• **PROBLEM**
Collect every line from the items below that contains the string "brown", copying each line in full. Case counts.

[START]

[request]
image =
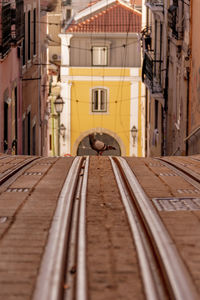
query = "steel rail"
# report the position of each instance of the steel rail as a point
(81, 284)
(147, 276)
(189, 175)
(180, 285)
(71, 260)
(49, 285)
(12, 171)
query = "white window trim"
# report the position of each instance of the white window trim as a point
(101, 43)
(103, 59)
(98, 112)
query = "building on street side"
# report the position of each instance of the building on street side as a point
(166, 72)
(101, 79)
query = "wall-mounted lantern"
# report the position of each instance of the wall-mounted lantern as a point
(134, 132)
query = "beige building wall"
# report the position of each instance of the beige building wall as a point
(194, 104)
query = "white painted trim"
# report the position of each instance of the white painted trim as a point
(107, 100)
(65, 50)
(99, 78)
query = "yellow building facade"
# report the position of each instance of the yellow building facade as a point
(82, 81)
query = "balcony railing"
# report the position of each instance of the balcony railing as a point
(5, 29)
(48, 5)
(176, 31)
(155, 5)
(66, 2)
(151, 73)
(17, 13)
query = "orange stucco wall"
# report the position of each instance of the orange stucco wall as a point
(194, 121)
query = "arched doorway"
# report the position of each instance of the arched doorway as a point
(85, 149)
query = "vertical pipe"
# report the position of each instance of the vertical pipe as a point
(39, 83)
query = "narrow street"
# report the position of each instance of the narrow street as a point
(99, 228)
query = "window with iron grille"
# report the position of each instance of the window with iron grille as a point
(29, 35)
(5, 33)
(99, 56)
(99, 100)
(34, 31)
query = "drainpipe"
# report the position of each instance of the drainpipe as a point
(187, 112)
(39, 84)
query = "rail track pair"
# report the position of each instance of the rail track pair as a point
(164, 275)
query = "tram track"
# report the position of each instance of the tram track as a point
(13, 170)
(172, 280)
(65, 255)
(63, 271)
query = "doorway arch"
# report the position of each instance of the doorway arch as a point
(82, 146)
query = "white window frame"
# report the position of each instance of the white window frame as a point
(99, 55)
(97, 102)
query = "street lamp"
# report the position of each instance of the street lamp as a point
(62, 130)
(58, 103)
(134, 132)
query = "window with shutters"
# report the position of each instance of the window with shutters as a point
(99, 56)
(99, 100)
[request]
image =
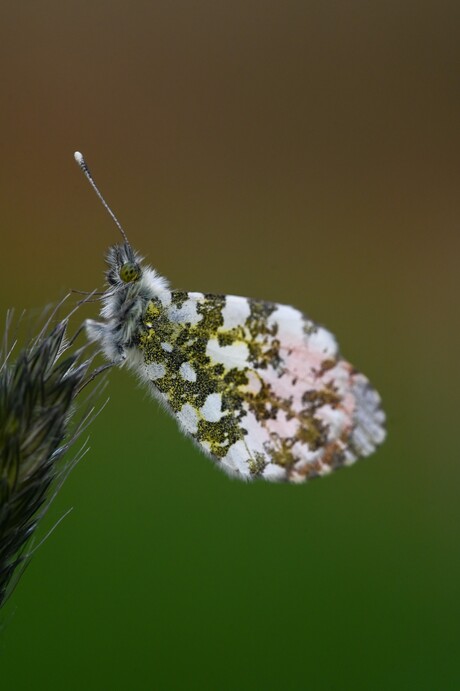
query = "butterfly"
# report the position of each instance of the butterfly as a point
(258, 386)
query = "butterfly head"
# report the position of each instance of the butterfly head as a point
(124, 265)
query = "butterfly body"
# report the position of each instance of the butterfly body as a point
(258, 386)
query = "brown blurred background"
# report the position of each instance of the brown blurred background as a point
(305, 152)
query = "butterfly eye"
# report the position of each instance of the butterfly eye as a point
(129, 272)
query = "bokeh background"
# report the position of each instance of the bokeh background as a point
(301, 151)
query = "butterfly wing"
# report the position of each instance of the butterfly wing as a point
(258, 386)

[END]

• **EXERCISE RESULT**
query = "brown blurred background"
# report the position of each instance of the brown blurred background as a point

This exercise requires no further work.